>> begin Exercise materials

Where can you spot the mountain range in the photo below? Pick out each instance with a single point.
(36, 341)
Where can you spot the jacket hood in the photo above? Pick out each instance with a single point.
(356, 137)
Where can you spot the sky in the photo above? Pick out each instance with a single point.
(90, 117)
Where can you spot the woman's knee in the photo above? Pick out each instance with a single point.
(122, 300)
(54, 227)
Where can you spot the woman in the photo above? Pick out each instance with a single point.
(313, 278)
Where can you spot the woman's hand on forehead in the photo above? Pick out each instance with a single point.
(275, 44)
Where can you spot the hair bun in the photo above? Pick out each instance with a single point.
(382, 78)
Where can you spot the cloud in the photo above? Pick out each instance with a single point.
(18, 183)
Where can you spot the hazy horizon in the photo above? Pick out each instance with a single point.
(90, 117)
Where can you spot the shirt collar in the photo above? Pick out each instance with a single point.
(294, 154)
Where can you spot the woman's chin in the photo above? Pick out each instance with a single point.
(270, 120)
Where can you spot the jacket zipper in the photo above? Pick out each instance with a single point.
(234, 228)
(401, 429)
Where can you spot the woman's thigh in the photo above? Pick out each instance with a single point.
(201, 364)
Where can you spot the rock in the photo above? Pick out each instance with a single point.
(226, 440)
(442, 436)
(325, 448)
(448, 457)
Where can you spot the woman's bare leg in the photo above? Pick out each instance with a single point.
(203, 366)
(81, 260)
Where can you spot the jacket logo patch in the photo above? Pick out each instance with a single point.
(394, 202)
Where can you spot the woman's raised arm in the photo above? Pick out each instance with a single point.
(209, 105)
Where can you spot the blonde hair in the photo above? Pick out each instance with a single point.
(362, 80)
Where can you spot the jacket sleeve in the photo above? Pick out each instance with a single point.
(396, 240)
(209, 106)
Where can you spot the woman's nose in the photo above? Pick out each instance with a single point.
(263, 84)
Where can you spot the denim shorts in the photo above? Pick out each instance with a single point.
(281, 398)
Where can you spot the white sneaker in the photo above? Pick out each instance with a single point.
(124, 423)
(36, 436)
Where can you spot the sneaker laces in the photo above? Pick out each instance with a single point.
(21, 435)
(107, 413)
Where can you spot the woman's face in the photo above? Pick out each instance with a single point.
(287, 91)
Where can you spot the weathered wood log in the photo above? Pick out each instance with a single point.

>> end Exercise materials

#### Objective:
Pull out each record as written and restate it exactly.

#### Expected answer:
Where can you spot the mountain range in the photo below? Pick out each instance with a single point.
(36, 341)
Where can you spot the jacket hood in the photo above? Pick out each instance with a single point.
(356, 137)
Where can you spot the sky in the photo above? Pick out each instance with a single point.
(90, 117)
Where can you spot the woman's knee in the photo above? Pick out each instance with a single point.
(122, 300)
(54, 227)
Where can you spot the woman in the photo above? Pick out each instance with a single point.
(313, 278)
Where can you spot the woman's hand on forehead in the photo above? Pick out each instance with a single point.
(275, 44)
Where can you spot the hair bun in the photo above? Pick out each instance with a single point.
(382, 78)
Where can you spot the cloud in the photo above? Pick out each instance with a single point.
(18, 183)
Where can you spot the hazy horizon in the photo above? Pick out each instance with a single point.
(90, 117)
Where can you spot the shirt collar in the photo above? Pick out each instance with a single point.
(294, 154)
Where can you spot the woman's chin in the photo above? Pick out each instance with a single point.
(270, 120)
Where can you spot the jacket zipper in the photo above? Pick out each instance with a single point.
(234, 228)
(401, 429)
Where can you spot the woman's thigh in the photo above? Pick out each instance with a single point.
(201, 364)
Where can you spot the rock in the photo above? Pick out each instance with a single point.
(226, 440)
(442, 436)
(325, 448)
(448, 457)
Where can you spot the woman's bare leg in the photo above? Pick out each instance with a single point.
(203, 366)
(81, 260)
Where can you spot the jacket logo patch in the photo above? Pick out each instance with a single point.
(394, 202)
Where can you spot the woman's raised arm in the photo above? Pick out each instance with a single point.
(209, 105)
Where can you spot the blonde hair in the photo above? Pick out each instance with a single point.
(362, 80)
Where can you spot the jacket sleeve in the photo above? Pick out each instance with a single point.
(396, 240)
(209, 106)
Where can you spot the woman's nose in the photo above? Pick out each instance with a single point.
(263, 84)
Where can you spot the denim shorts in the photo above? Pick out each instance with a single point.
(281, 398)
Where can you spot the white sneaker in the photo above? Pick out each instance with a single point.
(124, 423)
(36, 436)
Where can you spot the sneaker laces in the photo above? Pick out each instance with a single point.
(21, 435)
(107, 413)
Where can you spot the woman's face in the photo above? Pick out each instance with a single point.
(287, 91)
Where can you spot the weathered wood log in the photo above? Pick out each instance with a single point.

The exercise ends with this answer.